REQUIRED TASK — Extract each line of the material that follows exactly and omit its pictures.

RECORDS SUPPLIED —

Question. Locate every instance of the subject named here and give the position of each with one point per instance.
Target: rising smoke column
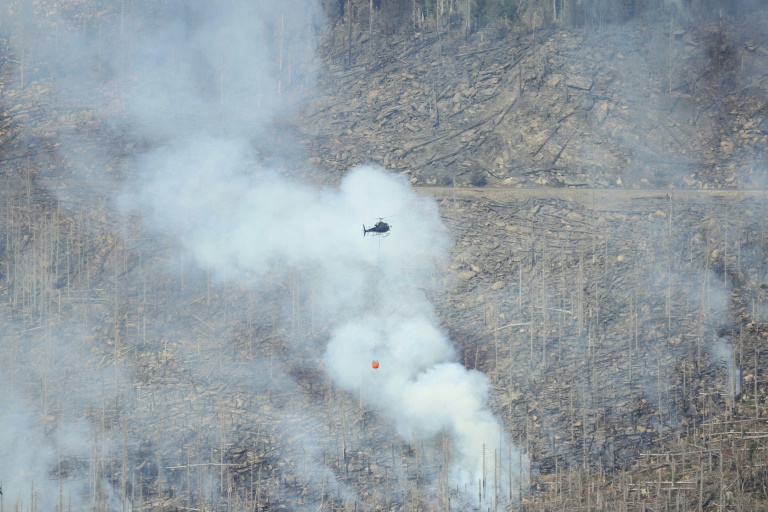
(240, 224)
(198, 82)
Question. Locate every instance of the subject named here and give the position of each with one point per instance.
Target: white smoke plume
(240, 225)
(198, 85)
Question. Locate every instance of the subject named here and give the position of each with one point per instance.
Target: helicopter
(379, 228)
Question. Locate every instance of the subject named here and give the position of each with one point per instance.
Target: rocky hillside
(637, 106)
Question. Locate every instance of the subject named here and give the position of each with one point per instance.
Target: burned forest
(557, 300)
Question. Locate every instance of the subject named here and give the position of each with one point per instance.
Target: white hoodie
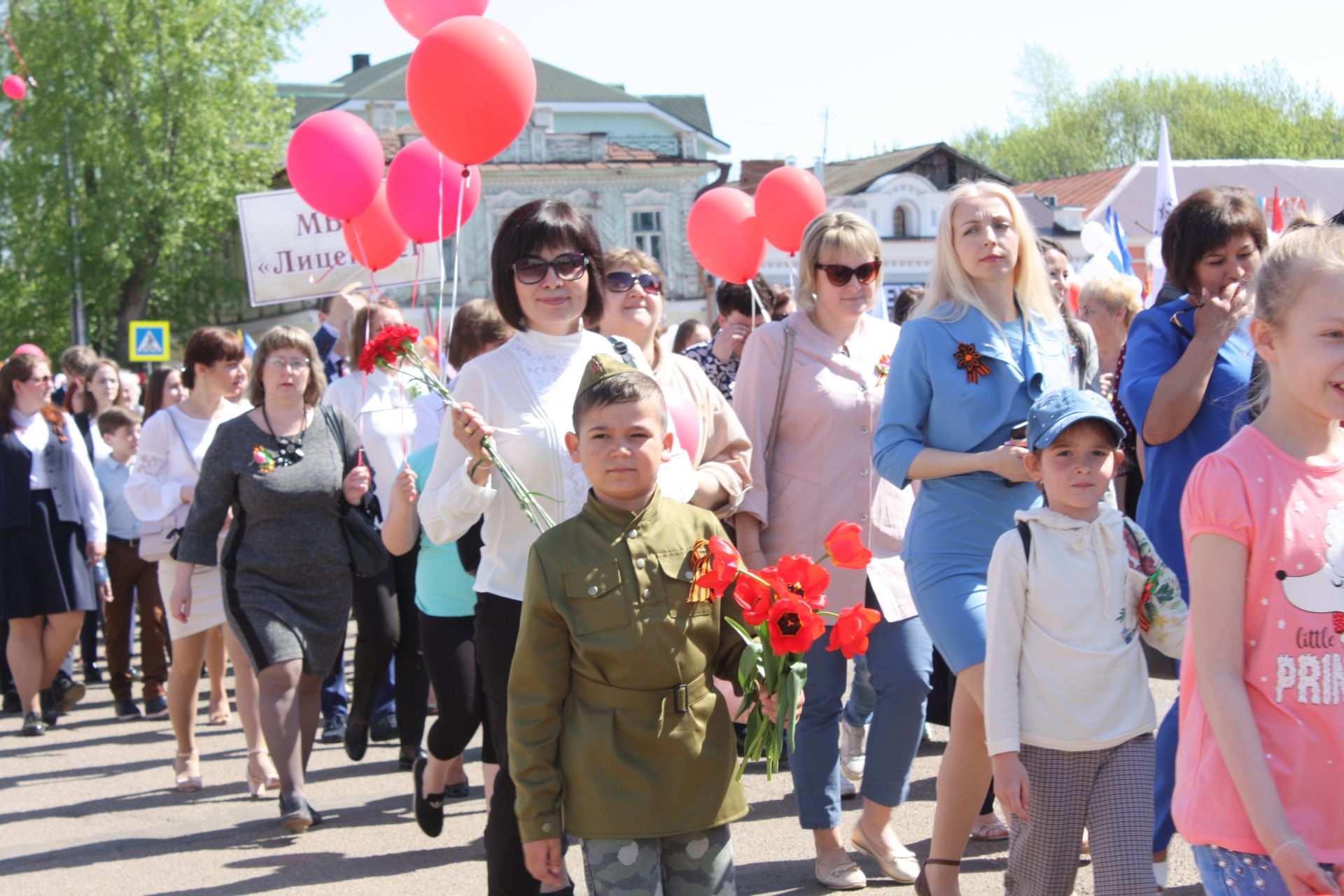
(1065, 668)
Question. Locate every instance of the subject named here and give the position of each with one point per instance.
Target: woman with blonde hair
(813, 469)
(289, 470)
(984, 343)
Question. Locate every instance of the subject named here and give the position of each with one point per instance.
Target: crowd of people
(1046, 479)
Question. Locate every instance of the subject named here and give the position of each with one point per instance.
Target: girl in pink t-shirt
(1260, 771)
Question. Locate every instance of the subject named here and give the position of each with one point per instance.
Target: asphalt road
(90, 809)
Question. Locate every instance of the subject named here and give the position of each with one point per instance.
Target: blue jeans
(1230, 874)
(899, 664)
(858, 708)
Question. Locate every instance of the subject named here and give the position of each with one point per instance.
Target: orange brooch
(971, 360)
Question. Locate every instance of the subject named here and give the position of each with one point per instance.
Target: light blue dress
(932, 402)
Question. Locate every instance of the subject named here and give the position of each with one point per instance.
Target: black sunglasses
(530, 269)
(624, 281)
(840, 274)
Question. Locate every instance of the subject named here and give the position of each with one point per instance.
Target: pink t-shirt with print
(1291, 517)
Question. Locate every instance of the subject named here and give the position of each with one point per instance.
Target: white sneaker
(854, 741)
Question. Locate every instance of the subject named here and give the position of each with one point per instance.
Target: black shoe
(356, 741)
(385, 729)
(429, 811)
(334, 731)
(406, 761)
(295, 814)
(67, 692)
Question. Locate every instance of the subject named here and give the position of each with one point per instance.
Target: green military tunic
(612, 713)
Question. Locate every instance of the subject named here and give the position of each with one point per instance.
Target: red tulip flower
(846, 547)
(806, 580)
(793, 626)
(850, 633)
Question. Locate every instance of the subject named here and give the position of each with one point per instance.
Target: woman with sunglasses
(705, 422)
(984, 343)
(1184, 378)
(547, 277)
(811, 470)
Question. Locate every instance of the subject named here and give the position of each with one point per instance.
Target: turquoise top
(442, 586)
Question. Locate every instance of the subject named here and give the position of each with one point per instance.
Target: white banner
(292, 253)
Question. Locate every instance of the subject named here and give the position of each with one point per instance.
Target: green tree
(148, 117)
(1260, 113)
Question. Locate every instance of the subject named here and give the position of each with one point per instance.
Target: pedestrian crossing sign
(150, 340)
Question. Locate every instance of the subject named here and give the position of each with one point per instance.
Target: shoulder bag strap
(778, 398)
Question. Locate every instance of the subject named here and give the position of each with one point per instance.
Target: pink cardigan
(822, 470)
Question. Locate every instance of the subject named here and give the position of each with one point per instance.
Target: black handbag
(368, 554)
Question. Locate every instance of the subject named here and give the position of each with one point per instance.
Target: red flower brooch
(971, 360)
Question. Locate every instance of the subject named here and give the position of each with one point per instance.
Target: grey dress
(286, 575)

CORRECT OUTPUT —
Question. Locate every instance of the subject named here and give the position of each with one point per instance.
Target: rising smoke column
(240, 224)
(198, 82)
Question. Locate every instance of the subject named here and give the position of each with one point per instance.
Target: white smoke plume
(240, 225)
(198, 85)
Question. Locate every instance of the subject named here and give the position of each with one point per instance.
Target: helicopter
(379, 228)
Question. Locate every instance of the subject named here and give the position of each with one point per instance.
Target: rocky hillside
(637, 106)
Question. Locate every instance of the subject named here and give the position of each with one point per instance.
Target: burned forest
(557, 300)
Question. Locate every instance of the subject named here and give the position of each with one point per instance.
Target: white hoodie
(1065, 668)
Question. Locate every instance of the subject named here and give the position of each with one point per instance.
Target: woman with blonde hair
(813, 469)
(289, 470)
(984, 343)
Question. Locate every instance of the subject named here and give the position of each with one point per instance.
Target: crowd of people
(1046, 479)
Question. Locate every instance of the subject named here and give the position of each with one point per instance.
Target: girl in pink t-shirt
(1260, 771)
Question. Locate every instance of the subject named here and give the position of each with one point per instance.
Target: asphalt road
(90, 809)
Question. Locate every instance of the subject named here and give the position of each with one point per instance.
Target: blue jeans
(1230, 874)
(899, 664)
(858, 708)
Question. Locate every instance of the subject named here and give the position of each with one point per instance.
Target: orange brooch
(971, 360)
Question. Locate every instance of the subject named here and give the position of each with one point per instance.
Target: light blue dress
(932, 402)
Question. Locate every instance of the subject named here and give the position of each with one point per instance.
Target: black sunglasses
(530, 269)
(624, 281)
(840, 274)
Question. Locate every instance of the subject named here and give the position of each with one point per instance.
Target: pink t-shirt with print
(1291, 517)
Question. Locate every instance of the subject named here and give the position of each with one point per instance.
Target: white sneaker
(854, 741)
Question. Locate every instance of the subject named here and give the position of each with one point per instance.
Target: black shoe
(356, 741)
(385, 729)
(429, 811)
(334, 731)
(406, 761)
(295, 814)
(67, 692)
Question. Locate every instance of the subject named here and give the position of each with one point per instance.
Target: green military tunic
(612, 713)
Question. Locate every instance of the subject named here and give the position of each with one point per instance.
Target: red tulip flower
(846, 547)
(806, 580)
(793, 626)
(850, 633)
Question. Locate every instance of the subject named here and give the position of each with one point per instance.
Target: woman with sunglasses
(705, 422)
(984, 343)
(1184, 378)
(547, 277)
(811, 470)
Question. Locate every instance of the subject named here and give the position of each with one point per instance.
Target: turquoise top
(442, 586)
Question. Locate every instance of the subject named here and give the position of each with one point per instance.
Target: white banner
(292, 253)
Question. Locate every instance of the subject named here and give the position of each with one point per instance.
Target: green tree
(148, 117)
(1260, 113)
Question. Locate every instance of the subject named here and give the position of each with one point per instance.
Target: pedestrian crossing sign
(150, 340)
Question. Locate every instance of the subject named here and give the position of each with one point per instance.
Target: shoulder bag strap
(778, 398)
Question. Locate every instance of the subject named here and give the position of each with one point per instance.
Target: pink cardigan
(822, 470)
Question. Locate every instance of the subject named here and give the position of each with one point per instance.
Target: black handbag
(368, 554)
Question. Locate every instance of the subject named here and give the position of each with one point per instance.
Target: red flower brooch
(971, 360)
Question. Locate every instance of the subject named here and give the position of each with one point per instance.
Target: grey dress
(286, 575)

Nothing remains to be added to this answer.